### What the task asks:
Output as a numbered list the lines of the material from its very first line through the line that contains "422], [502, 411]]", including both, and skip any blank lines.

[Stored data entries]
##########
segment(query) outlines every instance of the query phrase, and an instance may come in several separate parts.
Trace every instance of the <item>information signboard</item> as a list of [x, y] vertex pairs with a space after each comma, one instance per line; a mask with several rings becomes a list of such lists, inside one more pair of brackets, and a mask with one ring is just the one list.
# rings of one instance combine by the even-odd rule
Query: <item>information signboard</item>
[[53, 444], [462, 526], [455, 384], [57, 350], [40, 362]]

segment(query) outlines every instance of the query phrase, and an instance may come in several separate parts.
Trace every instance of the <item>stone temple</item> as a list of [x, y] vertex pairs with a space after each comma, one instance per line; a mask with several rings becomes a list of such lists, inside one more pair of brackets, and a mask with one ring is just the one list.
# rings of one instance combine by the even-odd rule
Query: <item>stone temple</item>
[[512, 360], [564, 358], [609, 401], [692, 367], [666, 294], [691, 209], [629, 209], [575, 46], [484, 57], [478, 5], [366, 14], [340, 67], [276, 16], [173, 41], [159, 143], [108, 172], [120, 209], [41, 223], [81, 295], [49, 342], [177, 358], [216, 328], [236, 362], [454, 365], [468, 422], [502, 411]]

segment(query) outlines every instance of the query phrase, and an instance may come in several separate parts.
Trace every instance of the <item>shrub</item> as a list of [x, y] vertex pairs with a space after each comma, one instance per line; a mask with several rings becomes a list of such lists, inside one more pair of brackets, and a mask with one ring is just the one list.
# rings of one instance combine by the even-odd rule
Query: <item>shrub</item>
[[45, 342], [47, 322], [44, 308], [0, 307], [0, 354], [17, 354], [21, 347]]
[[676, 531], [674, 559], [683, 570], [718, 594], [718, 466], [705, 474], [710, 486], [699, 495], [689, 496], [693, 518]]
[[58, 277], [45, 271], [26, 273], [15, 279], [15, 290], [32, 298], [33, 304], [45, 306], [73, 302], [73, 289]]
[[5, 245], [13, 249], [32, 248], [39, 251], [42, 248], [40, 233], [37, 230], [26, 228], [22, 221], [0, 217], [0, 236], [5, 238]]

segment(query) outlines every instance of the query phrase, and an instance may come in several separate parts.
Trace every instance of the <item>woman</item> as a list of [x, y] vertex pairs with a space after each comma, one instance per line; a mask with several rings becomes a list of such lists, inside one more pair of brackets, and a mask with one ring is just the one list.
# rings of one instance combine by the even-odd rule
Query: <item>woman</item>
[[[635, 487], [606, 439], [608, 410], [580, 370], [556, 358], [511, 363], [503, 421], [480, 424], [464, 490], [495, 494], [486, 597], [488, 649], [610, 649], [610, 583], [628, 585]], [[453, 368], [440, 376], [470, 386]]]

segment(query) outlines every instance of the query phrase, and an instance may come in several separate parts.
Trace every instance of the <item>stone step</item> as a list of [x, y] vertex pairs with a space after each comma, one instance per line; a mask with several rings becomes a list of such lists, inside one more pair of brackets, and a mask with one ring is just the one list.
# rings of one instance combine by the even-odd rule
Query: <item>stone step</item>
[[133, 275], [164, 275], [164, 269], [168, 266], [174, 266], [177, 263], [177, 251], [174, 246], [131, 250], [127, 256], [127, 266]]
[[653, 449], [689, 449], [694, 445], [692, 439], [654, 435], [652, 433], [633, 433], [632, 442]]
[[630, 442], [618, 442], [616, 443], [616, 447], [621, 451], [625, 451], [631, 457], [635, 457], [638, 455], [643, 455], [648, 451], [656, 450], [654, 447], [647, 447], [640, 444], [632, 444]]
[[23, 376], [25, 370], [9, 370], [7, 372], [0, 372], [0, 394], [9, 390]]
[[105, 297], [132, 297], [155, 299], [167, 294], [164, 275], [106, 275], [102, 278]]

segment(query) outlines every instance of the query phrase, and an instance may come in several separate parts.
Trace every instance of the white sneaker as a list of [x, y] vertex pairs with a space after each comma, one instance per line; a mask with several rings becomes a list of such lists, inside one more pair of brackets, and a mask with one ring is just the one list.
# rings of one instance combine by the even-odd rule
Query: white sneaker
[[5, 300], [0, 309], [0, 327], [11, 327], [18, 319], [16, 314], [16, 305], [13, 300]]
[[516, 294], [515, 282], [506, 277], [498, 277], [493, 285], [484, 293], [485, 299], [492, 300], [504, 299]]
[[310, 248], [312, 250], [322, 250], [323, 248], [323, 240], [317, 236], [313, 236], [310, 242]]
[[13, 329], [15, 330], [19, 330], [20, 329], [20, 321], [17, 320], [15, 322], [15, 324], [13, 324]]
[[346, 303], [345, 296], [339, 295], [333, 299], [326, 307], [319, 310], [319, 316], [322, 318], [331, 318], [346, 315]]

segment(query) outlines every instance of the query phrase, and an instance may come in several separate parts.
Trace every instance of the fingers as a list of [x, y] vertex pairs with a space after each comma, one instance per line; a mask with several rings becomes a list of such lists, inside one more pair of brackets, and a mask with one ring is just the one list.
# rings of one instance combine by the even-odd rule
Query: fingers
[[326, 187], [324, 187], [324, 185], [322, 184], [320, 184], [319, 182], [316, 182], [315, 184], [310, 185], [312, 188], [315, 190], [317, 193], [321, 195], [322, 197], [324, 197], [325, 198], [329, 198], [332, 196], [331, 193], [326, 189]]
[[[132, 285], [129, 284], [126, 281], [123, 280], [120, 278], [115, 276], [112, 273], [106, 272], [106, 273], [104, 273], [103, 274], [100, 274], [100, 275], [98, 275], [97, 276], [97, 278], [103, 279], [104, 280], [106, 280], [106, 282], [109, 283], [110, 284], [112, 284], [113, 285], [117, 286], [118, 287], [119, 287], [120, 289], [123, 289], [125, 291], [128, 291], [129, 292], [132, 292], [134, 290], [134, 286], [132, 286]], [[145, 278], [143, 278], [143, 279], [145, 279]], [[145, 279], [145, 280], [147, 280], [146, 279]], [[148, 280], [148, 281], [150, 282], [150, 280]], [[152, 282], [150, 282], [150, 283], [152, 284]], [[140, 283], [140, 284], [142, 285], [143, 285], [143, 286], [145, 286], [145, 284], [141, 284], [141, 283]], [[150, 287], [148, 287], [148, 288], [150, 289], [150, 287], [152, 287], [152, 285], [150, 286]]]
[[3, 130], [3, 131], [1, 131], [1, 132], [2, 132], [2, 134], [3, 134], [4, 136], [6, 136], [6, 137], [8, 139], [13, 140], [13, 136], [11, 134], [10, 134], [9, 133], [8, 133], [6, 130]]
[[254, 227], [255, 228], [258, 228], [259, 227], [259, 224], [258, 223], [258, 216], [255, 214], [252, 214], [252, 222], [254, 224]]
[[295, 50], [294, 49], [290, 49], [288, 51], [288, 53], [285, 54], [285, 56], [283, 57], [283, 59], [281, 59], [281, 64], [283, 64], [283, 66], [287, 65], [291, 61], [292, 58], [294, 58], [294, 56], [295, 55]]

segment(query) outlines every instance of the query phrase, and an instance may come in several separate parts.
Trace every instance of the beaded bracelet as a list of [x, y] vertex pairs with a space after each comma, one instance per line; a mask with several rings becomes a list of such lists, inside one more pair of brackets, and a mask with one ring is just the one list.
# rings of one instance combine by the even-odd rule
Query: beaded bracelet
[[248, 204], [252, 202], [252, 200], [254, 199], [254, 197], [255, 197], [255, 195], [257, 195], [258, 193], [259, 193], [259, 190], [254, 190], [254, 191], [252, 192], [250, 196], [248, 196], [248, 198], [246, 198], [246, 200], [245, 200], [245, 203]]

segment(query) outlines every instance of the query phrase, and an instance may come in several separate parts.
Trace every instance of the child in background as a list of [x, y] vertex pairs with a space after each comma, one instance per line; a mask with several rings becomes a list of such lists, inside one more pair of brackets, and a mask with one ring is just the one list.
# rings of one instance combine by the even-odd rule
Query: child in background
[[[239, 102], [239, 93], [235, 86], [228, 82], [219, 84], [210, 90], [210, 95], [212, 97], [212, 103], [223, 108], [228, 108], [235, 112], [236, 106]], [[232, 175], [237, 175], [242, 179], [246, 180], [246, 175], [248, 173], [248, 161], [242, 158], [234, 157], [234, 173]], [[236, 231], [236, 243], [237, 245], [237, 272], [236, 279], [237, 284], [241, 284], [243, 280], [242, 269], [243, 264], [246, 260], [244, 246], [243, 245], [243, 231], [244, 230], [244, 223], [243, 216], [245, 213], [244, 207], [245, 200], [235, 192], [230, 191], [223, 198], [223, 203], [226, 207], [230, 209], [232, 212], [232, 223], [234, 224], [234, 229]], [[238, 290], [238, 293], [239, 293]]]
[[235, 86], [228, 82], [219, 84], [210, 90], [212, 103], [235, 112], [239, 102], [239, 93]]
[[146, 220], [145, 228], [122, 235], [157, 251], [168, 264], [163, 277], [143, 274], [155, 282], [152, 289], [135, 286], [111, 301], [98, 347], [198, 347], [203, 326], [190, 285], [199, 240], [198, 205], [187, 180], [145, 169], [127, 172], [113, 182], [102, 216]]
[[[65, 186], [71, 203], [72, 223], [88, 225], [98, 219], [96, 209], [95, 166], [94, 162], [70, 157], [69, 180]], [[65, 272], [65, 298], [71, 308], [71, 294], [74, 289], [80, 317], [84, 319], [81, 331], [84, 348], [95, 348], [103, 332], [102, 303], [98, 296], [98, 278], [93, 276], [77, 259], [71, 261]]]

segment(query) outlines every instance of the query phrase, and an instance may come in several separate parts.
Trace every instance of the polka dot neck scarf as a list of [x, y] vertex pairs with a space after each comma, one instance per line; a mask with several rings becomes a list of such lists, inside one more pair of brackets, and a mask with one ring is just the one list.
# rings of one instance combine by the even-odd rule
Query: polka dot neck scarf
##########
### Output of the exercise:
1. segment(query) outlines every instance of the query phrase, and an instance may come in several separate parts.
2. Trace every instance of the <item>information signboard</item> as a list of [x, y] vertex pairs with a space after each comma, one instance per line; a mask with several rings becomes a list of such lists, inside one more pair of brackets, and a mask with one ring is just the one list.
3. # rings of one instance combine by the even-odd rule
4. Query: <item>information signboard</item>
5. [[53, 444], [462, 526], [455, 384], [57, 350], [40, 362]]
6. segment(query) outlines every instance of the query phrase, and an instance may come in several separate parts.
7. Trace every instance of the <item>stone temple</item> as a list of [x, y] vertex pairs with a space after each comma, one instance per line; a mask with several rings becomes a list of such lists, inside one more pair of brackets, and a mask with one ring is just the one list.
8. # rings of one instance combine by the even-odd rule
9. Query: <item>stone temple</item>
10. [[512, 360], [564, 358], [609, 401], [692, 367], [666, 294], [691, 209], [629, 209], [575, 46], [484, 57], [478, 5], [366, 14], [340, 67], [276, 16], [173, 41], [159, 143], [108, 172], [120, 209], [41, 223], [81, 295], [49, 342], [177, 358], [216, 328], [236, 362], [454, 365], [468, 422], [502, 411]]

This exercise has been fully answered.